_Source_
Marques Lamont Douglas (; born March 5, 1977, in Greensboro, North Carolina) is a former American football defensive tackle and defensive end who played for five teams in the National Football League during an 11-year career. He was signed by the Baltimore Ravens as an undrafted free agent in 1999. He played college football at Howard.

Douglas played for the Ravens, New Orleans Saints, San Francisco 49ers, New York Jets and the Tennessee Titans.  He also played for Rhein Fire, an NFL Europe team, and was on the roster of the Miami Dolphins and Tampa Bay Buccaneers.

Professional career

Early career
He was signed as an undrafted free agent by the Baltimore Ravens in 1999, though he didn't see any playing time. He then played for the New Orleans Saints in 2000, active for one game. He then returned to the Ravens from 2001 through 2004. During his time with the Ravens, he started 32 games, becoming a full-time starter for the 2003 and 2004 seasons, and registered a total of 147 tackles, 12 sacks, and 3 forced fumbles.

San Francisco 49ers
He was then signed as an unrestricted free agent by the San Francisco 49ers in 2005. He was brought in by Mike Nolan to help the 49ers adjust into the 3-4 defensive scheme. Douglas led all defensive linemen in tackles behind the line of scrimmage his last year.

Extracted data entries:

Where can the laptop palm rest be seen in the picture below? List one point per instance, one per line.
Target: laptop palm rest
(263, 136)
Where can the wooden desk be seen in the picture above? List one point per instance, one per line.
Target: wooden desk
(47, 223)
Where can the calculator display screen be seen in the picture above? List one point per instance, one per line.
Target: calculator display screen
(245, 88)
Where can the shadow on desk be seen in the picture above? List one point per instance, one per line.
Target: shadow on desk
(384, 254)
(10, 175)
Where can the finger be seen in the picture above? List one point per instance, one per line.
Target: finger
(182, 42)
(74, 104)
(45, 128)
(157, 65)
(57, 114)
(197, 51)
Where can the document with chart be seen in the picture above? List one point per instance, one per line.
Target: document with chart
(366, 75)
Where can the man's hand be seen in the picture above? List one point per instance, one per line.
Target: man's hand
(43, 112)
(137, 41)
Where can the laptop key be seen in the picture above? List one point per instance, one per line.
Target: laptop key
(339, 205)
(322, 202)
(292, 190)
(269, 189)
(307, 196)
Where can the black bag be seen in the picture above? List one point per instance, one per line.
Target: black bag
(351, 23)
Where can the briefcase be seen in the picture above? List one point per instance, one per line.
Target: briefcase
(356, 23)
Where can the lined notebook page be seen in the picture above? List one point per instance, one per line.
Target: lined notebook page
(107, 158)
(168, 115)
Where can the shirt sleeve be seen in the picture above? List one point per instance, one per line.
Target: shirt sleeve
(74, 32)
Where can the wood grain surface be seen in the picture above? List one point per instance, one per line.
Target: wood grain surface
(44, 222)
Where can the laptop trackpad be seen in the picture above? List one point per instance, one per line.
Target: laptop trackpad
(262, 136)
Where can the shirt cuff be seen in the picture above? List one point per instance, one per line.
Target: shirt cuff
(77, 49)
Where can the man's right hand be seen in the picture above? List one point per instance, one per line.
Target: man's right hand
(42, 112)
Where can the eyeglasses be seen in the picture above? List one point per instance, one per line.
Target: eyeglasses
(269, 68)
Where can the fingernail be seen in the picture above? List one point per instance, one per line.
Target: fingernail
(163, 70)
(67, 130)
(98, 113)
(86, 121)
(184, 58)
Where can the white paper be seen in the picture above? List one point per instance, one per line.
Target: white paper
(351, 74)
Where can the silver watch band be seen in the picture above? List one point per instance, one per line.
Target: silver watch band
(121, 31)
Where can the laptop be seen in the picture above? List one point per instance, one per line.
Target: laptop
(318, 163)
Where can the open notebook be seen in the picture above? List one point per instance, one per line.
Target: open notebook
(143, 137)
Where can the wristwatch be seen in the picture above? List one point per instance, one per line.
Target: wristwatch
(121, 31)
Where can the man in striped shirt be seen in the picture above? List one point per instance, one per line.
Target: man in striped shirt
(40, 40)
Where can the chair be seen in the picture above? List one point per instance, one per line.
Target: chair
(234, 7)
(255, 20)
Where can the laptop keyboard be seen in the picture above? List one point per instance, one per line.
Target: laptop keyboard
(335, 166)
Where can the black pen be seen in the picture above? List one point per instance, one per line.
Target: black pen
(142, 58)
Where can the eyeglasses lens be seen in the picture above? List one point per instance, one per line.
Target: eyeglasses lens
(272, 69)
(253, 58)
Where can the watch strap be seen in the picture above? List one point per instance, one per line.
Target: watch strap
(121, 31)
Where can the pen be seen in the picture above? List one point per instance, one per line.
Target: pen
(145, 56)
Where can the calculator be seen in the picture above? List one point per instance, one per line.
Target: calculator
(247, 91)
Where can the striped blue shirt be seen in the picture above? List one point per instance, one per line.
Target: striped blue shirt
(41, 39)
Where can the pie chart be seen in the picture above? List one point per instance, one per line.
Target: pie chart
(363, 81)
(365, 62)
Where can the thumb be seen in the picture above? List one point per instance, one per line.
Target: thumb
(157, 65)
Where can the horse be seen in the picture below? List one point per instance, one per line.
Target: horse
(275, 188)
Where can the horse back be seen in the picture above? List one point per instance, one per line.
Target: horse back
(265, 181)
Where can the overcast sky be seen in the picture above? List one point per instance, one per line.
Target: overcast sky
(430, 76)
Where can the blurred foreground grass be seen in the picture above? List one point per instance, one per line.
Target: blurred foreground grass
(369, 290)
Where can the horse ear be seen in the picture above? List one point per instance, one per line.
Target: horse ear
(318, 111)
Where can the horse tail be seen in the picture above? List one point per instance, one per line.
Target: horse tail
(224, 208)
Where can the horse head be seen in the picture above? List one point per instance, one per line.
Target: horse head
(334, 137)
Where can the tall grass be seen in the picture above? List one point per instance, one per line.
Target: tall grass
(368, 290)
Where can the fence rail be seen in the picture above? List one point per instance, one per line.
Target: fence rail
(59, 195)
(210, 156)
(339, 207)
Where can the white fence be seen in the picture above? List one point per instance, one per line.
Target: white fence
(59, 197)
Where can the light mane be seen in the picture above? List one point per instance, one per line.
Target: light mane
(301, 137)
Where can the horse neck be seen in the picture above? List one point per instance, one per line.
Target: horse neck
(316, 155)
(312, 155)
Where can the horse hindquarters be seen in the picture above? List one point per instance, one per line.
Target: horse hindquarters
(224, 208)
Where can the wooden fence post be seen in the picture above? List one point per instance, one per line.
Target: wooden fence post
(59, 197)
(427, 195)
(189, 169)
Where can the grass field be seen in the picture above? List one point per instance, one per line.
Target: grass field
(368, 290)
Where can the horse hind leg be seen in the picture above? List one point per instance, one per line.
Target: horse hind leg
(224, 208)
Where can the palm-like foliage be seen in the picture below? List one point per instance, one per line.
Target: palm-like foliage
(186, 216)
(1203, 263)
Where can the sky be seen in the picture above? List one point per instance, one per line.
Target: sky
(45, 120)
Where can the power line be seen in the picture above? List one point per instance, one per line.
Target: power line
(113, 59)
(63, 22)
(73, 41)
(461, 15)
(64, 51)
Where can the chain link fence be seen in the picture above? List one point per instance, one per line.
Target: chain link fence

_The exercise_
Pull out the full article on Marques Douglas from the top of the page and reproduce it word for word, leaving the material aside.

_Complete answer_
Marques Lamont Douglas (; born March 5, 1977, in Greensboro, North Carolina) is a former American football defensive tackle and defensive end who played for five teams in the National Football League during an 11-year career. He was signed by the Baltimore Ravens as an undrafted free agent in 1999. He played college football at Howard.

Douglas played for the Ravens, New Orleans Saints, San Francisco 49ers, New York Jets and the Tennessee Titans.  He also played for Rhein Fire, an NFL Europe team, and was on the roster of the Miami Dolphins and Tampa Bay Buccaneers.

Professional career

Early career
He was signed as an undrafted free agent by the Baltimore Ravens in 1999, though he didn't see any playing time. He then played for the New Orleans Saints in 2000, active for one game. He then returned to the Ravens from 2001 through 2004. During his time with the Ravens, he started 32 games, becoming a full-time starter for the 2003 and 2004 seasons, and registered a total of 147 tackles, 12 sacks, and 3 forced fumbles.

San Francisco 49ers
He was then signed as an unrestricted free agent by the San Francisco 49ers in 2005. He was brought in by Mike Nolan to help the 49ers adjust into the 3-4 defensive scheme. Douglas led all defensive linemen in tackles behind the line of scrimmage his last year.